Rewrite the listing from the line containing "Task: mark one point on every instance of the uniform" through the end, changing "Marked points" to "Chosen points" and leaving everything else the same.

(Stored entries)
================================
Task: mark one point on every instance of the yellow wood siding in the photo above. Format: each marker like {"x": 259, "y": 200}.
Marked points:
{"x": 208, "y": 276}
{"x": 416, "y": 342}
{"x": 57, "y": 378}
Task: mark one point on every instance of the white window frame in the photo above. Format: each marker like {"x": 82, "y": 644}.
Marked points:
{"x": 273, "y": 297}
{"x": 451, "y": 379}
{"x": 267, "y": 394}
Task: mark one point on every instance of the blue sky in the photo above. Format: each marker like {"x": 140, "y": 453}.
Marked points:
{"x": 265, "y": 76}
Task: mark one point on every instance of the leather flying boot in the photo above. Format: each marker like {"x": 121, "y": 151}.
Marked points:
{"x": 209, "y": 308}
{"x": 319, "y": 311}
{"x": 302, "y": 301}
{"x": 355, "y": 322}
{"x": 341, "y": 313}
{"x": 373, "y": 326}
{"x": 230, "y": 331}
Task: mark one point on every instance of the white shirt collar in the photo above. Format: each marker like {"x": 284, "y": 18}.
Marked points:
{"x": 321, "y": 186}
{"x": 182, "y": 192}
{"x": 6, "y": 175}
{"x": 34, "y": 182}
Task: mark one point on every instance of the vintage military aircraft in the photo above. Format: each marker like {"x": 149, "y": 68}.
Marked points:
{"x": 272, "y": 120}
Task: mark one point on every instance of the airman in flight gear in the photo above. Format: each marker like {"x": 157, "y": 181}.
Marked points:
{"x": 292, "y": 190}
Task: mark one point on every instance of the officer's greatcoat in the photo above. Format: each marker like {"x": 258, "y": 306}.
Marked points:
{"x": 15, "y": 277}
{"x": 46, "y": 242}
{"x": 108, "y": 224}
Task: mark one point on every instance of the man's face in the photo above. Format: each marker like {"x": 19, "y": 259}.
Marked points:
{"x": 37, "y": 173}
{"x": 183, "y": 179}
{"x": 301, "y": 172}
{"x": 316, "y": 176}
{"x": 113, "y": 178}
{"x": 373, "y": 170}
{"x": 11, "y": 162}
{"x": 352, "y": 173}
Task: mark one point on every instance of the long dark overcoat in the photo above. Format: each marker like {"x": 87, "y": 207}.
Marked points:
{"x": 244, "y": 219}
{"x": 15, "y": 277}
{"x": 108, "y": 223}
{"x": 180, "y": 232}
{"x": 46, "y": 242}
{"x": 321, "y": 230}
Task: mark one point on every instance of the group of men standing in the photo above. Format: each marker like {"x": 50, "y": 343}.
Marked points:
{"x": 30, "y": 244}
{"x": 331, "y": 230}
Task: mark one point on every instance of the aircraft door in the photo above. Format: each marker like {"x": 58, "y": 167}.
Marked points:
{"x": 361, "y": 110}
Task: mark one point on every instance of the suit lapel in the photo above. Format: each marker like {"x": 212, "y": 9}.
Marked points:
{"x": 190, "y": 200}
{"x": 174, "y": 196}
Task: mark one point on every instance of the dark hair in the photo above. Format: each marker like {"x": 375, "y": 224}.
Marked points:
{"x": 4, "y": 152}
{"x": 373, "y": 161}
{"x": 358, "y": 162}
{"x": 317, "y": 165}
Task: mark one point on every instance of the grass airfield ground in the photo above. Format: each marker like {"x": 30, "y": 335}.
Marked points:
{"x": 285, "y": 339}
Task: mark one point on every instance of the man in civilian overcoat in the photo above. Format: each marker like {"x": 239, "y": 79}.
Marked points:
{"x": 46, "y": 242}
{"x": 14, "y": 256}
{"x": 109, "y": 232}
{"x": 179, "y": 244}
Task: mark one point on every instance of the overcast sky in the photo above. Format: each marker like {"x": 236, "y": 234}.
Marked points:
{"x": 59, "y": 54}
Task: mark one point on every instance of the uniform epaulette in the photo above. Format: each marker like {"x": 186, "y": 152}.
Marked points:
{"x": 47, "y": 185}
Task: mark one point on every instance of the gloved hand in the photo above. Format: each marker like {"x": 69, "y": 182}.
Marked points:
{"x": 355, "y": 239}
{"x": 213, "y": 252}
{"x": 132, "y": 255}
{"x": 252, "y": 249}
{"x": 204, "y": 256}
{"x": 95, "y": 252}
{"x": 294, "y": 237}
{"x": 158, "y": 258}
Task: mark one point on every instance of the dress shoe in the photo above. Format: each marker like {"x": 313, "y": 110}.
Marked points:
================================
» **Reply**
Task: mark one point on every instance of the uniform epaulette in the photo above. Format: each marker like {"x": 186, "y": 152}.
Chosen points:
{"x": 47, "y": 185}
Task: mark one point on every instance of the gloved hand in the photo above. Format: each marker like {"x": 69, "y": 182}.
Chosen points:
{"x": 355, "y": 239}
{"x": 213, "y": 252}
{"x": 132, "y": 255}
{"x": 252, "y": 249}
{"x": 204, "y": 256}
{"x": 95, "y": 252}
{"x": 294, "y": 237}
{"x": 158, "y": 258}
Task: mark one point on every instance of the dress shoe in the photo above. Format: each marker like {"x": 313, "y": 110}.
Chosen points:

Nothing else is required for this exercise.